##### Data supplied #####
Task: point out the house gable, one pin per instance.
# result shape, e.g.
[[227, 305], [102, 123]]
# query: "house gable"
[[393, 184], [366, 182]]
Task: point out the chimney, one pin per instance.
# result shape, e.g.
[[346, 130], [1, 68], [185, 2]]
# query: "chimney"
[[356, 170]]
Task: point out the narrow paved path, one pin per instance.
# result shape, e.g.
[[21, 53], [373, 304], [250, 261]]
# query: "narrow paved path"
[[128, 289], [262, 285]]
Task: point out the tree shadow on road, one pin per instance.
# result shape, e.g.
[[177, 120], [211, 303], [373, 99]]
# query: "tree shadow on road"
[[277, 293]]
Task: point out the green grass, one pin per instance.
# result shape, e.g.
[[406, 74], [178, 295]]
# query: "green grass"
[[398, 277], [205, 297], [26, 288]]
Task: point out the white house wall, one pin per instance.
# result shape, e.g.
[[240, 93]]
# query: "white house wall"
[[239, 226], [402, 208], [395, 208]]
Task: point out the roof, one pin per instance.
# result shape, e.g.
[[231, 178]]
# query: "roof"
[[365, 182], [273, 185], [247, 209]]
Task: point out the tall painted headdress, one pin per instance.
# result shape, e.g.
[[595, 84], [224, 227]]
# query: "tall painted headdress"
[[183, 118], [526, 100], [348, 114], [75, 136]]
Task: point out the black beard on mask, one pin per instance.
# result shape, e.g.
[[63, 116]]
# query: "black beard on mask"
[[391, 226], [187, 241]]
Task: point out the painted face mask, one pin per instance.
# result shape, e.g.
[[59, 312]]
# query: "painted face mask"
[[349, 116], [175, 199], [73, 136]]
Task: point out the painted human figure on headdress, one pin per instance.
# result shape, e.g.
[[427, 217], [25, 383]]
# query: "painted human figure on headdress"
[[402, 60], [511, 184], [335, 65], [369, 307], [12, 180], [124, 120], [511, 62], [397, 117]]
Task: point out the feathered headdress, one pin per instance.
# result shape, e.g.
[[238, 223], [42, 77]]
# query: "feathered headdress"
#####
What you have to do -
Could you print, unchanged, the lines from the very first one through the line containing "[[398, 277], [205, 297], [26, 288]]", with both ends included?

Answer to the exercise -
Task: point out the house gable, one pin per instance.
# result shape, e.g.
[[227, 305], [102, 123]]
# query: "house gable"
[[393, 184], [366, 182]]
Task: point out the chimney, one pin per instance.
# result shape, e.g.
[[346, 130], [1, 68], [185, 2]]
# query: "chimney"
[[356, 170]]
Task: point out the narrow paved path, one pin per instance.
# result shape, e.g.
[[21, 53], [373, 304], [250, 261]]
# query: "narrow paved path"
[[128, 289], [262, 285]]
Task: point out the tree shadow on road, one pin per instance.
# result shape, e.g.
[[177, 120], [211, 303], [373, 99]]
# query: "tree shadow on road"
[[277, 293]]
Task: point out the green grass, one pin per instance.
# result shape, e.g.
[[406, 74], [178, 295]]
# query: "green grass"
[[398, 277], [205, 297], [26, 288]]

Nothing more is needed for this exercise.